### 原文
• • •
2012天津市赛区网络赛第三题-Island Transport（hdu4280）

2012天津赛区网络赛第三题--Island Transport（hdu4280）

     题目链接：http://acm.hdu.edu.cn/showproblem.php?pid=4280

     题意：有N个岛屿之间有M双向条路，每条路每个小时最多能通过C个人，现在问一个小时内，最多能把多少个顾客从最西边的岛屿送至最东边的岛屿上。

     思路：网络流，求最大流。建图：每条路连接的两个岛屿之间建立一条容量为C的双向边，取超级源点与汇点，源点与最西边的岛屿，汇点与最东边的岛屿建立一条流量为无穷大的边。

      考点：网络流，Dinic非递归版，如果使用递归版的Dinic，将RE！

Code：

#include <stdio.h>
#include <string.h>
#define MAXN 100010
#define INF 0x3f3f3f
struct Edge{
	int u;
	int v;
	int cap;
	int next;
}edge[MAXN*2];
int head[MAXN];
int level[MAXN];
int que[MAXN];
int stack[MAXN];
int cur[MAXN];
int tot;
void addedge(int u,int v,int cap)
• • •
### 练习
• 1. 把这篇解题报告中的这句话译成英文：“建图：每条路连接的两个岛屿之间建立一条容量为C的双向边，取超级源点与汇点，源点与最西边的岛屿，汇点与最东边的岛屿建立一条流量为无穷大的边。”
• 2. 照抄这篇解题报告中从“2012天津市赛区网络赛第三”一直到“屿建立一条流量为无穷大的边。”的全部文字。
• • •
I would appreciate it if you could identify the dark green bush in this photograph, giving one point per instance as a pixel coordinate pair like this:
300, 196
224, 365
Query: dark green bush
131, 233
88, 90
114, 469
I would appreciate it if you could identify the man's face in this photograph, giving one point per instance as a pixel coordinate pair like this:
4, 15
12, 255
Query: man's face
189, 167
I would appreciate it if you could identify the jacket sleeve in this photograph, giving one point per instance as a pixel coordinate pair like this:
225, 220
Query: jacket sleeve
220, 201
• • •
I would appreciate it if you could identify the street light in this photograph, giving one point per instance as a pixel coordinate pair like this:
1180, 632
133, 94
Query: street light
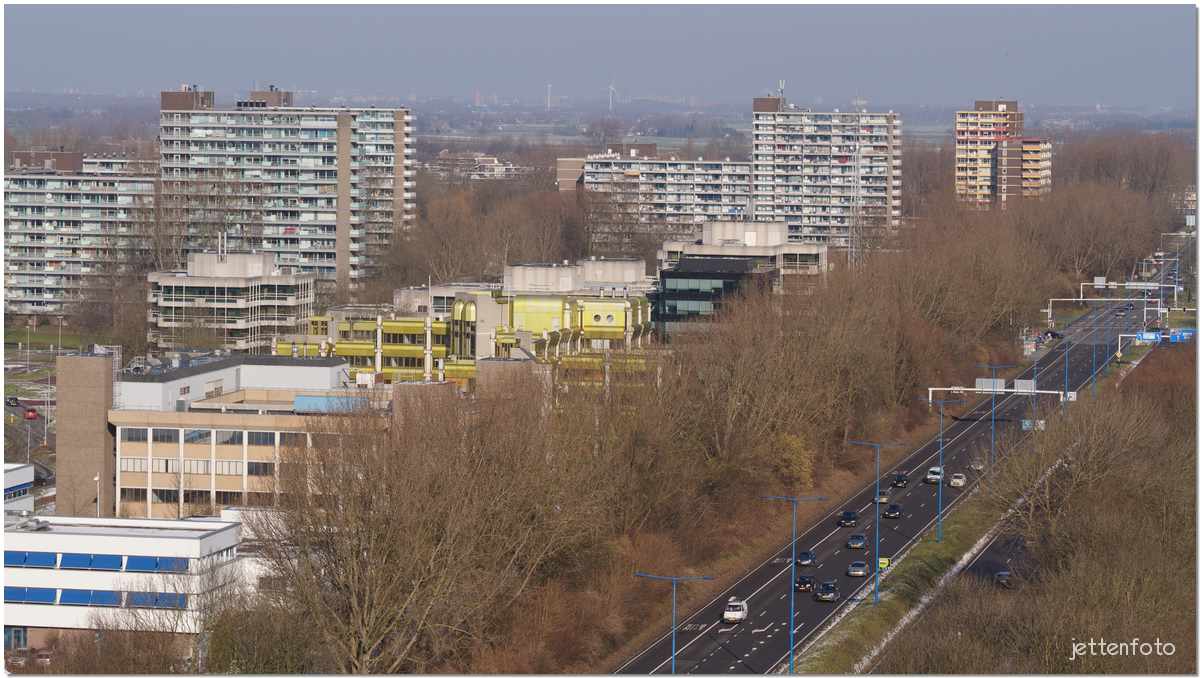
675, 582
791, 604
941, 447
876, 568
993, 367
• • •
### 参考答案
• 1. Graph construction: between the two islands connected by each road, build a bidirectional edge with capacity C; take a super source and a super sink, and build an edge with infinite flow between the source and the westernmost island, and between the sink and the easternmost island.

• 2.
2012天津市赛区网络赛第三题-Island Transport（hdu4280）

2012天津赛区网络赛第三题--Island Transport（hdu4280）

     题目链接：http://acm.hdu.edu.cn/showproblem.php?pid=4280

     题意：有N个岛屿之间有M双向条路，每条路每个小时最多能通过C个人，现在问一个小时内，最多能把多少个顾客从最西边的岛屿送至最东边的岛屿上。

     思路：网络流，求最大流。建图：每条路连接的两个岛屿之间建立一条容量为C的双向边，取超级源点与汇点，源点与最西边的岛屿，汇点与最东边的岛屿建立一条流量为无穷大的边。